#### [Written request 1]
Answer these questions about the forum thread on shadow map filtering, one a line:
(a) Which company's presentation did the first poster consult?
(b) What type of filtering must be enabled in the sampler state to get PCF?
(c) For basic PCF, which function does the final reply call cheaper?

#### [Selected excerpt]

****

I was using GatherCmpRed to try and implement PCF for shadow maps but was running into problems. Looking at an NVIDIA presentation (http://developer.download.nvidia.com/presentations/2008/GDC/GDC08_SoftShadowMapping.pdf), I found that
sum += tDepthMap.SampleCmpLevelZero(ShadowSampler, uv + offset, z);
is supposed to do 2x2 PCF in one fetch. However, is this a "driver hack" like they had in DX9? Looking at the documentation for SampleCmpLevelZero, it does not say it does 2x2 PCF.
SampleCmpLevelZero
Nah, it's not a hack anymore. You just need to enable LINEAR filtering in your sampler state to get PCF.
Author
Nah, it's not a hack anymore. You just need to enable LINEAR filtering in your sampler state to get PCF.
Is SampleCmpLevelZero preferred over GatherCmpRed?
Well they do two different things...one gives you a single pre-filtered result and one gives you the 4 depth values from a bilinear sample. So if you just want basic PCF then SampleCmp is the way to go (since it's cheaper), but if you wanted to implement a more advanced filtering kernel then you may want to use GatherCmp so that you can do the filtering yourself in the shader.

****

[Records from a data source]

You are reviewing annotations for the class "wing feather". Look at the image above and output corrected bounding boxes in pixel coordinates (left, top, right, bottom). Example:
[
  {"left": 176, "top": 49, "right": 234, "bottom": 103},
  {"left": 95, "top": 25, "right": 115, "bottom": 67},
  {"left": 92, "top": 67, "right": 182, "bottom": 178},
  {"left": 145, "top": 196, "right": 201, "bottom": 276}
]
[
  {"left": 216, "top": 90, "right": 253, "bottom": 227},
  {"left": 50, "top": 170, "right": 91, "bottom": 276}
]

****

#### [Written request 2]
Echo back every line of the records above, unchanged.

#### [Output 1]
(a) NVIDIA
(b) LINEAR filtering
(c) SampleCmp

#### [Output 2]
You are reviewing annotations for the class "wing feather". Look at the image above and output corrected bounding boxes in pixel coordinates (left, top, right, bottom). Example:
[
  {"left": 176, "top": 49, "right": 234, "bottom": 103},
  {"left": 95, "top": 25, "right": 115, "bottom": 67},
  {"left": 92, "top": 67, "right": 182, "bottom": 178},
  {"left": 145, "top": 196, "right": 201, "bottom": 276}
]
[
  {"left": 216, "top": 90, "right": 253, "bottom": 227},
  {"left": 50, "top": 170, "right": 91, "bottom": 276}
]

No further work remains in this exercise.